Document section –
Hochtief moves on Leighton

UPDATE 12.45pm: Shares in construction giant Leighton Holdings have surged after Germany's Hochtief move to boost its stake in the company and take control of the board.

If successful, the $1.15 billion takeover bid will give Hochtief Australia Holdings around three-quarters of Leighton's shares and full control over company decisions.

Hochtief, which is majority owned by Spanish construction giant Actividades de Construccion y Servicios (ACS), plans to take over a majority of directorships and conduct an extensive efficiency review of Leighton following a scandal-filled 2013 for the Australian company.

Hochtief said this morning it planned to make a $22.15 per share cash offer this month to acquire three out of every eight shares held by Leighton shareholders.

Investors cheered the news, pushing Leighton shares up $2.30, or 11.1 per cent, to $23.02 shortly before the close of trade.

The share price rise comes after Leighton issued a statement to the Australian Securities Exchange on Friday saying it was not aware of any reason why the company's share price jumped more than 12 per cent between Wednesday and Friday last week.

The Australian Securities and Investments Commission is reviewing the share price spike.

"We will review the run-up in Leighton's share price but it’s part of our routine market monitoring practices,” an ASIC spokesman said.

Hochtief recently increased its stake to nearly 59 per cent ahead of Leighton's financial results on February 20.

Under the offer, Hochtief would increase its stake to almost 75 per cent.

Hochtief said it intends to increase its representation on the Leighton board to reflect its majority interest in the company, but continues to support Leighton's chairman Robert Humphris.

It also plans to conduct a broad-based review of Leighton’s operating model that is being undertaken by Leighton management.

The review will focus on making Leighton's operating businesses more efficient.

Instruction 1 –
Print the passage of the Hochtief article starting at "Under the offer, Hochtief" and ending at "businesses more efficient.".
Instruction 2 –
According to the Hochtief article, what cash price per share did Hochtief plan to offer Leighton shareholders?
Rely only on the Hochtief article for what follows.

Given entries –
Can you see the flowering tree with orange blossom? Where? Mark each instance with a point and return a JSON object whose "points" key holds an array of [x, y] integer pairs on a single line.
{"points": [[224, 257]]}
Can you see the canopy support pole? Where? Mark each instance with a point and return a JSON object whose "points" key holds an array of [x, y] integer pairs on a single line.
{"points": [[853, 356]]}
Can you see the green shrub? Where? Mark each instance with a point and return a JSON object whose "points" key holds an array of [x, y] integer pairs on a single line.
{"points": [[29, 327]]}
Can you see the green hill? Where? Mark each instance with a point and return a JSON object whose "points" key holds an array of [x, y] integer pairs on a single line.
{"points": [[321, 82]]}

==

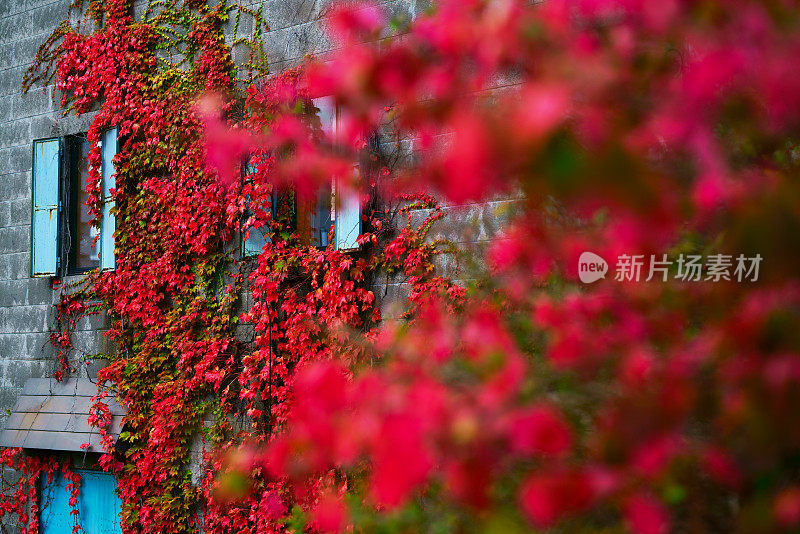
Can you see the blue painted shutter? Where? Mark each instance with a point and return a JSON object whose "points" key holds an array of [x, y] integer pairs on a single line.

Task response 1 –
Under the offer, Hochtief would increase its stake to almost 75 per cent.

Hochtief said it intends to increase its representation on the Leighton board to reflect its majority interest in the company, but continues to support Leighton's chairman Robert Humphris.

It also plans to conduct a broad-based review of Leighton’s operating model that is being undertaken by Leighton management.

The review will focus on making Leighton's operating businesses more efficient.

Task response 2 –
$22.15 per share